- _Work order_
Nothing in the data should be left out, so repeat it all exactly.
[Data listing Boundary: Start]
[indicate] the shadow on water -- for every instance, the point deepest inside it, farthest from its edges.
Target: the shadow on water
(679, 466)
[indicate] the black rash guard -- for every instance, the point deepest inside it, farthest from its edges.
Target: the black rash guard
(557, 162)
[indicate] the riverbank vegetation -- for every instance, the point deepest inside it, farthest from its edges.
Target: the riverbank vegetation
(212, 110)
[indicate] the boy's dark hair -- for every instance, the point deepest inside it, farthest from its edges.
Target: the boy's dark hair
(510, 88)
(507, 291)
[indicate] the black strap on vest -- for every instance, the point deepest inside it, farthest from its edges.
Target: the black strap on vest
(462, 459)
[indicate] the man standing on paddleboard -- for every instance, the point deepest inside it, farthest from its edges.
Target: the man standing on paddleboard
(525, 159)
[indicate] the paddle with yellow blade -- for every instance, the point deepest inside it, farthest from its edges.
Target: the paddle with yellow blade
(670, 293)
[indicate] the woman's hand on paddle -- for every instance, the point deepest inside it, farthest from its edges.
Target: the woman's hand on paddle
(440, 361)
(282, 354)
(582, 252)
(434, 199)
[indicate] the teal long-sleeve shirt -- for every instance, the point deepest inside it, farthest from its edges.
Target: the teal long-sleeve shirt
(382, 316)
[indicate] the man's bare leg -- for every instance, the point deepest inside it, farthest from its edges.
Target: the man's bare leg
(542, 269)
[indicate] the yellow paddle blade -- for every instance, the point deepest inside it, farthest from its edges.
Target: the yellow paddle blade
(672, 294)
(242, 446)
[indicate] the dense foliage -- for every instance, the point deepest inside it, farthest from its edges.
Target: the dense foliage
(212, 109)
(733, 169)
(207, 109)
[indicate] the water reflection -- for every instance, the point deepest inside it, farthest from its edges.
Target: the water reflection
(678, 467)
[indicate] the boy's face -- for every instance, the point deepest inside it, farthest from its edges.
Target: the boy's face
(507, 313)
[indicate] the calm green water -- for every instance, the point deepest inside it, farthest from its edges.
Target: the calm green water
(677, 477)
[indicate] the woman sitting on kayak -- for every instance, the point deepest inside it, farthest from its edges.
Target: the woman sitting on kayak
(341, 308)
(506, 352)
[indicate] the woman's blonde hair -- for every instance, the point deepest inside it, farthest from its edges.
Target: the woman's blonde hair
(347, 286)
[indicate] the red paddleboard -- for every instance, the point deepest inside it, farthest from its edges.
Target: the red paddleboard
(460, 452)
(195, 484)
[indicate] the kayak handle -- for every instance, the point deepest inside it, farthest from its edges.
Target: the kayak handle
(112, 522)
[Data listing Boundary: End]
- _Solution to the problem_
[indicate] the shadow on water -- for every instance, the point deepest inside it, farthest from its edges.
Target: the shadow on water
(679, 466)
[indicate] the black rash guard -- for every instance, the point deepest inside it, farthest from its edges.
Target: the black rash guard
(557, 162)
[indicate] the riverbank vegetation -- for every instance, the point deepest inside it, farthest from its edges.
Target: the riverbank vegetation
(212, 110)
[indicate] the boy's dark hair -- for every instance, the point deepest inside it, farthest from its edges.
Target: the boy's dark hair
(510, 88)
(507, 291)
[indicate] the black strap on vest -- for every instance, the point deepest inside it, farthest from its edges.
Target: the black strap on vest
(462, 459)
[indicate] the man standing on paddleboard -- for every instance, the point deepest inside it, farthest from its edges.
Target: the man standing on paddleboard
(525, 159)
[indicate] the paddle with yellow blade -- for every instance, the point deepest inside it, farthest from its edges.
Target: the paddle with yellow blade
(670, 293)
[indicate] the woman's hand on paddle -- for every instance, the point deepest inside it, farthest from its edges.
Target: the woman's hand on paddle
(440, 361)
(282, 354)
(582, 252)
(434, 199)
[indicate] the teal long-sleeve shirt -- for every instance, the point deepest inside it, farthest from its edges.
Target: the teal long-sleeve shirt
(382, 316)
[indicate] the man's bare leg -- for every instance, the point deepest inside it, farthest from its edges.
Target: the man's bare leg
(542, 269)
[indicate] the yellow paddle blade -- for every instance, the point deepest inside it, farthest from its edges.
Target: the yellow paddle blade
(672, 294)
(242, 446)
[indicate] the dense foliage -- for every instance, the point deepest inside it, farthest from its edges.
Target: the dense foliage
(212, 109)
(733, 169)
(207, 109)
[indicate] the water reflection -- for every instance, the point deepest inside it, farthest from its edges.
Target: the water reflection
(678, 467)
[indicate] the boy's face -- for every instance, the point deepest inside it, farthest from its edges.
Target: the boy's face
(507, 313)
[indicate] the calm green water -- for every instance, the point deepest inside it, farthest from its edges.
Target: the calm green water
(677, 477)
[indicate] the woman sitting on kayak -- for every instance, the point deepest inside it, farthest from its edges.
Target: the woman sitting on kayak
(341, 308)
(506, 352)
[indicate] the woman's blonde hair -- for every instance, the point deepest inside it, farthest from its edges.
Target: the woman's blonde hair
(347, 286)
[indicate] the red paddleboard -- for every instance, the point deepest inside it, farthest from its edges.
Target: the red paddleboard
(460, 452)
(195, 484)
[indicate] the kayak handle -- for every instance, the point deepest inside it, farthest from its edges.
Target: the kayak handle
(112, 522)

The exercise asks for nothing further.